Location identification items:

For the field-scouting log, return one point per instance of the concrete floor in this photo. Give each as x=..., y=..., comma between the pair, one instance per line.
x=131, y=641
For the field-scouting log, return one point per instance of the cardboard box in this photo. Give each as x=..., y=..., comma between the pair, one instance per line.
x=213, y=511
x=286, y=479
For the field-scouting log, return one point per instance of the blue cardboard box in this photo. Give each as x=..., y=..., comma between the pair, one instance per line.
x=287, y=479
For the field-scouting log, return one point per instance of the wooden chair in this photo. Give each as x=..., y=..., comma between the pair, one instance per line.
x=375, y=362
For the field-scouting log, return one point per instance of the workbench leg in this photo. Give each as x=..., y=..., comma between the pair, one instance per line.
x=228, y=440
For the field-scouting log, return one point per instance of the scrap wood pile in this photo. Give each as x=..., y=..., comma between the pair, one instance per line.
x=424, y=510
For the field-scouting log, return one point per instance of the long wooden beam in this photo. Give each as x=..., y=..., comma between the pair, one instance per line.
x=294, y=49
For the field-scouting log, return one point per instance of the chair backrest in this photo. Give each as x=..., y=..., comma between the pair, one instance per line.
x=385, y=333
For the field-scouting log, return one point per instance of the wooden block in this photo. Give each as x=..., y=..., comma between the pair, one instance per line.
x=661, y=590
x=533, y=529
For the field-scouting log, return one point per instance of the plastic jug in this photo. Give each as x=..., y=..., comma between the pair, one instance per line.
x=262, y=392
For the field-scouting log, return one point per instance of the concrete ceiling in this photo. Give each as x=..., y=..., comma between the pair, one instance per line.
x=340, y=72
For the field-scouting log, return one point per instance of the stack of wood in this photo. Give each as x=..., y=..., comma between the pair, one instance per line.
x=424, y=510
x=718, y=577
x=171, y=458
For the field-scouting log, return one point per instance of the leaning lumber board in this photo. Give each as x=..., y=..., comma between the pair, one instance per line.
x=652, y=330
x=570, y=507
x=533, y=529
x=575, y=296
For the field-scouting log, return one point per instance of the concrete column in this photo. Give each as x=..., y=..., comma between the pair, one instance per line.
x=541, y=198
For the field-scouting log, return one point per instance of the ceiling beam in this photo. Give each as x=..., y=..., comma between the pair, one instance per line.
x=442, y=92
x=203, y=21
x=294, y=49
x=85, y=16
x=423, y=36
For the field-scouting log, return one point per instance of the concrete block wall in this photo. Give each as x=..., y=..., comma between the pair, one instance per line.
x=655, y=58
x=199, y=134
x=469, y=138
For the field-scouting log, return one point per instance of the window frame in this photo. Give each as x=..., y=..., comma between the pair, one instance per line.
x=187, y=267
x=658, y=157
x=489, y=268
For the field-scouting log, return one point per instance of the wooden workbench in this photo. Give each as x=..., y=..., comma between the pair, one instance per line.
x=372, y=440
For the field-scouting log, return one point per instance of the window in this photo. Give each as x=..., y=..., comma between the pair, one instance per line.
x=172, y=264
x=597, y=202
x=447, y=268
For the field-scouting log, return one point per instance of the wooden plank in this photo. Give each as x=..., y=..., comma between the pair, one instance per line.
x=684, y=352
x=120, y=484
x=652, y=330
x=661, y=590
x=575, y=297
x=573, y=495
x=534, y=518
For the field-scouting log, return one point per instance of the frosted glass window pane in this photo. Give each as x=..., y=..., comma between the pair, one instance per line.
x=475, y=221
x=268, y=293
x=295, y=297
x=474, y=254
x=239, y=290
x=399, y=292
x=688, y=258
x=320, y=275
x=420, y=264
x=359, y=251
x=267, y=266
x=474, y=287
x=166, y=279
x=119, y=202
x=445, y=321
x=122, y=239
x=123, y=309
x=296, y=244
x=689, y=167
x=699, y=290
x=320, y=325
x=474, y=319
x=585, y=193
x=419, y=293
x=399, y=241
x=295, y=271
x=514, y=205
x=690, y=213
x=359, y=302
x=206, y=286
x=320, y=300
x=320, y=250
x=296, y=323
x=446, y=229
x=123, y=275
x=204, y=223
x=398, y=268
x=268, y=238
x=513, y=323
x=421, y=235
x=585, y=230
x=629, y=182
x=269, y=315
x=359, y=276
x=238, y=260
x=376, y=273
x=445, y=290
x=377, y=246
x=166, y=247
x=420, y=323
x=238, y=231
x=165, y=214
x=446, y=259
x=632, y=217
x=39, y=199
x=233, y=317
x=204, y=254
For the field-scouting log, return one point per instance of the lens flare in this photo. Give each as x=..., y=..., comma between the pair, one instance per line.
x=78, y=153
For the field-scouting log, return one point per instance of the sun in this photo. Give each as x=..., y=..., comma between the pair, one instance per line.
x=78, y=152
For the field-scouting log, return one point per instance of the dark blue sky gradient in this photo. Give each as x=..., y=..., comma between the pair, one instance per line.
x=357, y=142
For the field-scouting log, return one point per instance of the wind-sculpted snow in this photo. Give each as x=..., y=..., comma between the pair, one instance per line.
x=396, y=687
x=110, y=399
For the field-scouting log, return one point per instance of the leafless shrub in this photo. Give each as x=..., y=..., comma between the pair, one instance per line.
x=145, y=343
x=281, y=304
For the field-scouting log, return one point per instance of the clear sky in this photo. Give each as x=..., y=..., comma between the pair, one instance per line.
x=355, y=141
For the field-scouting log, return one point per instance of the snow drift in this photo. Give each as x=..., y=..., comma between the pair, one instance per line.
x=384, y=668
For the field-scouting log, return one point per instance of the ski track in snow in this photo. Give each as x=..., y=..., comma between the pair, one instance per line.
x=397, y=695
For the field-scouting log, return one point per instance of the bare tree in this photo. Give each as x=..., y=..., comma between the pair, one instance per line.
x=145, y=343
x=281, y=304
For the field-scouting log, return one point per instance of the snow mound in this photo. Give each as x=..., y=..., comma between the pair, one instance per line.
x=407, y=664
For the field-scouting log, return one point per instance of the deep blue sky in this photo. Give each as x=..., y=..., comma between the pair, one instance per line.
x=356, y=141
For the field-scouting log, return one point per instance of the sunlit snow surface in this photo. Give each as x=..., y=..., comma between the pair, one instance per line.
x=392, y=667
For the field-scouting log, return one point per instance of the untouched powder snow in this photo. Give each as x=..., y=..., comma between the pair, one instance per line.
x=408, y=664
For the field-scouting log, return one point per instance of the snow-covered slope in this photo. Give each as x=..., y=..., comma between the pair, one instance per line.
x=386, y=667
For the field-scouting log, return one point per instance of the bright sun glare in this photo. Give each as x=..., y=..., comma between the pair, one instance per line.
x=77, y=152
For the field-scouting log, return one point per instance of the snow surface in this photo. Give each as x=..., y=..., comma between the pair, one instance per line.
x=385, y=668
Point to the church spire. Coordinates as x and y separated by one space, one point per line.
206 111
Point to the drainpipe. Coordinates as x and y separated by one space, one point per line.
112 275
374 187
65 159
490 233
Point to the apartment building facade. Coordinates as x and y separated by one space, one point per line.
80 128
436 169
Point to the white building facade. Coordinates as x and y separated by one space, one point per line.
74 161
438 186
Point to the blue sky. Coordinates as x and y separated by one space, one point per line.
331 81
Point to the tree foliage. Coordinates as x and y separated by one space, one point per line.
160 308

**Stated task:** Could you lay out every item above as a two-column CSV with the headers item and answer, one row per item? Put the item's text and its answer each in a single quoted field, with any line breaks replaced by spaces.

**Final result:**
item,answer
"For the field-scouting log, return one point per instance of the concrete floor in this photo. Give each as x=..., y=..., comma between the pair, one instance per line.","x=131, y=641"
"For the field-scouting log, return one point per instance of the cardboard box in this photo. Give each as x=..., y=..., comma between the pair, one instance per line.","x=213, y=511 x=286, y=479"
"For the field-scouting log, return one point per instance of the blue cardboard box in this photo. Give each as x=..., y=..., comma between the pair, one instance per line.","x=287, y=479"
"For the field-scouting log, return one point per instance of the wooden chair in this photo. Give each as x=..., y=..., comma between the pair, one instance per line.","x=375, y=362"
"For the field-scouting log, return one point per instance of the workbench leg in this photo. Give each as x=..., y=..., comma between the pair, one instance per line.","x=228, y=440"
"For the field-scouting log, return one point per instance of the scrap wood pile in this photo. Give each as x=..., y=..., comma between the pair, one instance per line.","x=424, y=510"
"For the field-scouting log, return one point per instance of the long wooden beam in this photo. Give each as x=..., y=..., comma between the pair, one instance per line.","x=294, y=49"
"For the field-scouting log, return one point per instance of the chair backrest in this photo. Give each as x=..., y=..., comma between the pair, one instance per line.","x=385, y=333"
"For the field-scouting log, return one point per instance of the wooden block in this photo. Give each as x=..., y=..., comma between the pair, one instance per line.","x=661, y=590 x=533, y=529"
"For the field-scouting log, return one point per instance of the plastic jug in this photo. Give each as x=..., y=..., comma between the pair, one instance per line.","x=262, y=392"
"For the field-scouting log, return one point per instance of the concrete ceiling in this photo. Give each as x=..., y=..., comma between the pair, one instance per line.","x=340, y=72"
"For the field-scouting log, return one point per instance of the stack of wood in this photo. Give each as x=..., y=..., comma between the pair, one instance per line.","x=424, y=510 x=718, y=577 x=171, y=458"
"For the field-scouting log, return one point per instance of the leaning lumber board in this photo. Give each as x=..., y=..., comma between the pair, one instance per line.","x=652, y=330 x=570, y=507 x=533, y=529 x=575, y=296"
"For the field-scouting log, return one point per instance of the concrete column in this photo. Give each as x=..., y=..., comma between the pair, one instance per line.","x=541, y=198"
"For the field-scouting log, return one point per instance of the ceiling beam in this photo. Give each as x=..., y=..., comma between the pair, one instance per line.","x=442, y=92 x=203, y=21 x=294, y=49 x=85, y=16 x=423, y=36"
"For the field-scouting log, return one point per instance of the concrete block wall in this photo. Give each as x=..., y=..., comma between the pair, one instance per line.","x=655, y=58 x=199, y=134 x=469, y=138"
"For the field-scouting log, return one point per instance of the window frame in this photo. Give each as x=..., y=..., comma between the pair, one instance per line.","x=187, y=267 x=658, y=157 x=489, y=268"
"For the field-scouting log, return one point per instance of the wooden workbench in this photo. Give each as x=..., y=..., comma between the pair, one instance per line.","x=372, y=440"
"For the field-scouting log, return one point per instance of the window in this photo. Give each as x=..., y=..., comma between the pair, one instance per line.","x=172, y=264 x=597, y=202 x=447, y=268"
"For the field-scouting log, return one point per instance of the wooden plank in this photo. Give each as x=..., y=..., comma between the pair, one instance per line.","x=684, y=352 x=120, y=484 x=652, y=330 x=661, y=590 x=575, y=297 x=573, y=495 x=534, y=518"
"For the field-scouting log, return one point per instance of the frosted glass window pane in this photo. Give each as x=..., y=..., comma between the pair, one instance per line.","x=475, y=221 x=268, y=293 x=295, y=297 x=474, y=254 x=239, y=290 x=399, y=292 x=688, y=258 x=320, y=275 x=420, y=264 x=359, y=251 x=267, y=266 x=474, y=287 x=166, y=279 x=119, y=202 x=445, y=321 x=122, y=239 x=123, y=309 x=296, y=244 x=689, y=167 x=699, y=290 x=320, y=325 x=474, y=319 x=585, y=193 x=419, y=293 x=399, y=241 x=295, y=271 x=514, y=205 x=690, y=213 x=359, y=302 x=206, y=286 x=320, y=300 x=320, y=250 x=296, y=323 x=446, y=229 x=123, y=275 x=204, y=223 x=398, y=268 x=268, y=238 x=513, y=323 x=421, y=235 x=585, y=230 x=629, y=182 x=269, y=315 x=359, y=276 x=238, y=260 x=376, y=273 x=445, y=290 x=377, y=246 x=166, y=247 x=420, y=323 x=238, y=231 x=165, y=214 x=446, y=259 x=632, y=217 x=39, y=199 x=233, y=317 x=204, y=254"
"For the field-scouting log, return one point per instance of the lens flare in this photo. Give each as x=..., y=..., comma between the pair, one instance per line.","x=78, y=153"
"For the field-scouting log, return one point per instance of the sun in this photo. Give each as x=..., y=..., comma between the pair, one instance per line.","x=78, y=152"
"For the field-scouting log, return one point per instance of the dark blue sky gradient in this photo. Give each as x=..., y=..., comma between the pair, one instance per line.","x=357, y=142"
"For the field-scouting log, return one point per instance of the wind-sculpted snow in this photo. Give each as x=..., y=..., comma between the pair, one instance per line.","x=396, y=687 x=110, y=399"
"For the field-scouting log, return one point per instance of the leafless shrub in this photo. Give each as x=..., y=..., comma between the pair, one instance per line.","x=145, y=343 x=281, y=304"
"For the field-scouting log, return one point per instance of the clear sky in this photo. Give each as x=..., y=..., comma between the pair, one instance per line.","x=355, y=141"
"For the field-scouting log, return one point per instance of the snow drift in this photo. Give each as x=..., y=..., comma between the pair, one instance per line.","x=384, y=668"
"For the field-scouting log, return one point per instance of the ski track in snow in this photo. Give each as x=..., y=..., comma between the pair, one instance per line.","x=397, y=695"
"For the field-scouting log, return one point per instance of the bare tree in this photo. Give each as x=..., y=..., comma between the pair, one instance per line.","x=145, y=343 x=281, y=304"
"For the field-scouting log, return one point per instance of the snow mound in this photo. Give each as x=..., y=..., comma between the pair, one instance per line.","x=407, y=664"
"For the field-scouting log, return one point per instance of the deep blue sky in this photo. Give each as x=..., y=..., comma between the pair, one instance per line.","x=356, y=141"
"For the field-scouting log, return one point per instance of the sunlit snow surface in this photo. Give each as x=..., y=..., comma between the pair, one instance per line.","x=392, y=667"
"For the field-scouting log, return one point per instance of the untouched powder snow in this photo. Give each as x=..., y=..., comma between the pair, one instance per line.","x=408, y=664"
"For the field-scouting log, return one point per instance of the snow-covered slope in this photo. Give each as x=..., y=..., comma between the pair, one instance per line.","x=386, y=667"
"For the field-scouting log, return one point per instance of the bright sun glare in this photo. Give each as x=..., y=..., comma between the pair, one instance per line.","x=77, y=152"
"For the field-scouting log, return one point per instance of the snow surface in this photo. Give each as x=..., y=..., comma between the pair, one instance per line.","x=385, y=668"
"Point to the church spire. Coordinates as x and y separated by one space, one point per line.","206 111"
"Point to the drainpipe. Coordinates as x and y separated by one space, one point per line.","112 275 374 187 65 159 490 233"
"Point to the apartment building facade. Coordinates as x and y separated by one space, one point per line.","80 128 436 169"
"Point to the white building facade. Coordinates as x and y separated by one space, one point per line.","74 161 438 186"
"Point to the blue sky. Coordinates as x and y separated by one space, one point per line.","331 81"
"Point to the tree foliage. Coordinates as x and y separated by one space, one point per line.","160 308"